Would you please set down the lines of the data from the one containing "If you would be willing to indicate the snow-covered ground" to the final line, exactly and only those?
[Source material Boundary: Start]
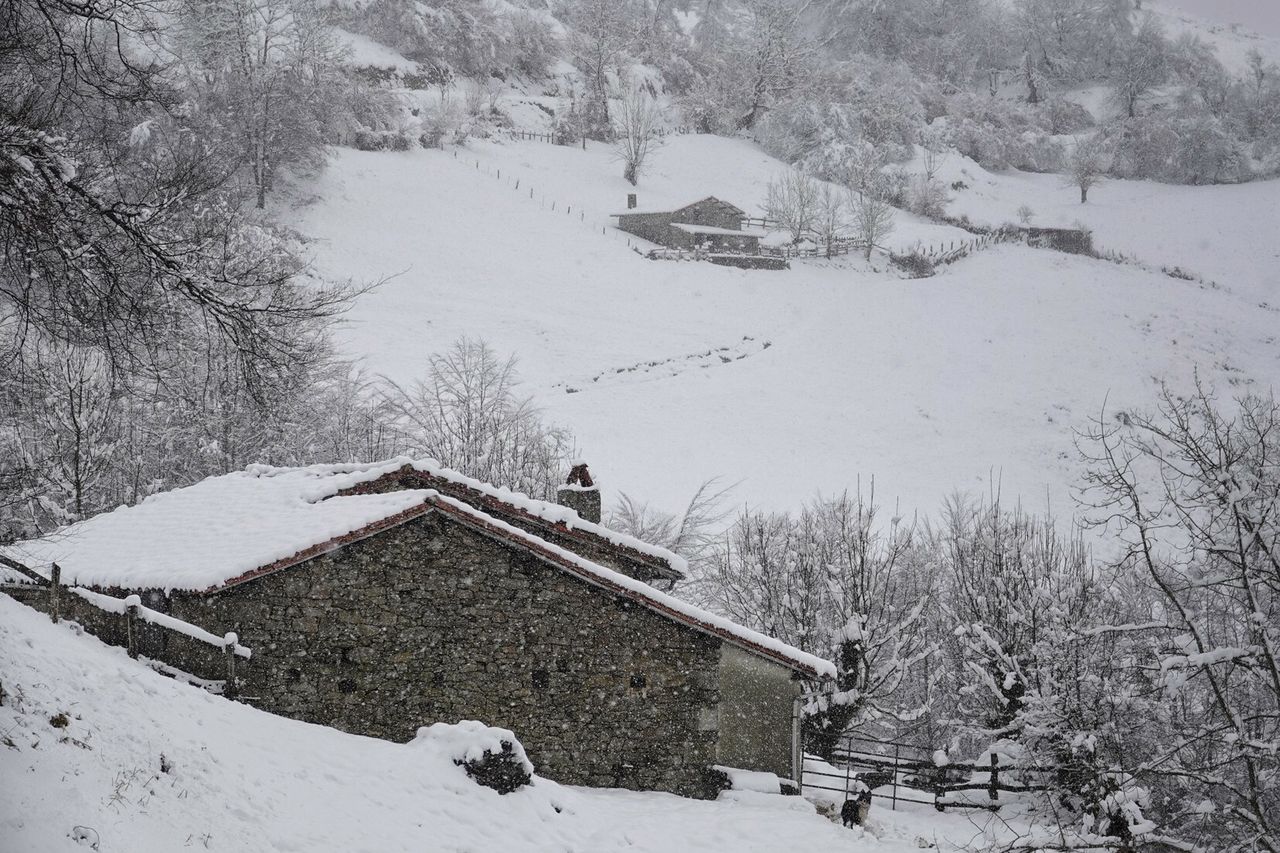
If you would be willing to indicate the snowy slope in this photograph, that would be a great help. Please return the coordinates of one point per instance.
(1223, 233)
(241, 780)
(804, 381)
(1232, 40)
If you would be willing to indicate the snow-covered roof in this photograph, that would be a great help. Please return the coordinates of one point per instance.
(227, 530)
(661, 210)
(201, 536)
(713, 229)
(502, 498)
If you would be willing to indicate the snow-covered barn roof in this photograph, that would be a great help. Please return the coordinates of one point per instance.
(503, 502)
(675, 210)
(231, 529)
(713, 229)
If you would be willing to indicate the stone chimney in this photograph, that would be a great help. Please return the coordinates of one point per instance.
(580, 492)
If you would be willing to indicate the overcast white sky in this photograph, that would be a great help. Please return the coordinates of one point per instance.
(1260, 16)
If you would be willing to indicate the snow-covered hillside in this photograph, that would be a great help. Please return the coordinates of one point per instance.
(801, 381)
(146, 765)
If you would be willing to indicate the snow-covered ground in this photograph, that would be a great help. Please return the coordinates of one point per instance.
(238, 780)
(1221, 233)
(803, 381)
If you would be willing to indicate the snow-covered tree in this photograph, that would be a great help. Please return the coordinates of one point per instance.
(1193, 493)
(638, 121)
(1139, 65)
(1087, 165)
(832, 580)
(871, 217)
(268, 69)
(602, 30)
(469, 414)
(768, 56)
(792, 200)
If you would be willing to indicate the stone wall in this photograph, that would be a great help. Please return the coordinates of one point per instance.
(433, 620)
(154, 642)
(757, 703)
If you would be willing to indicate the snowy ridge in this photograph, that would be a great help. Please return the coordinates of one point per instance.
(201, 536)
(544, 510)
(234, 527)
(649, 596)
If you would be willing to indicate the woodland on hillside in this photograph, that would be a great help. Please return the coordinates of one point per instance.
(158, 327)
[Source material Boundary: End]
→ **Output below**
If you would be willing to indicate the snow-covered ground in this photograph, that would be a great help. Please return the coordinates of one point per instance.
(238, 780)
(1221, 233)
(803, 381)
If you would be willing to indicate the snow-covered tree in this photograph, that would be a great help. Please return the coordinates of one point per instance.
(1193, 493)
(638, 121)
(1139, 65)
(1087, 165)
(832, 580)
(871, 217)
(268, 69)
(602, 30)
(469, 414)
(768, 56)
(792, 200)
If you would be willing to indicate the stone wall in this photograph, that would be a great help. Please return the coordinates of one point per instance.
(433, 620)
(154, 642)
(757, 703)
If you would be willing to indicate the snowy ridge in this photograph, that would be a great help. Please return the coordinates of one point per instance.
(201, 536)
(544, 510)
(234, 527)
(649, 596)
If you would be willing to indicate the woodland on hillside in this photograph, that would be a great help. Please return the coordinates of one point per instance.
(158, 327)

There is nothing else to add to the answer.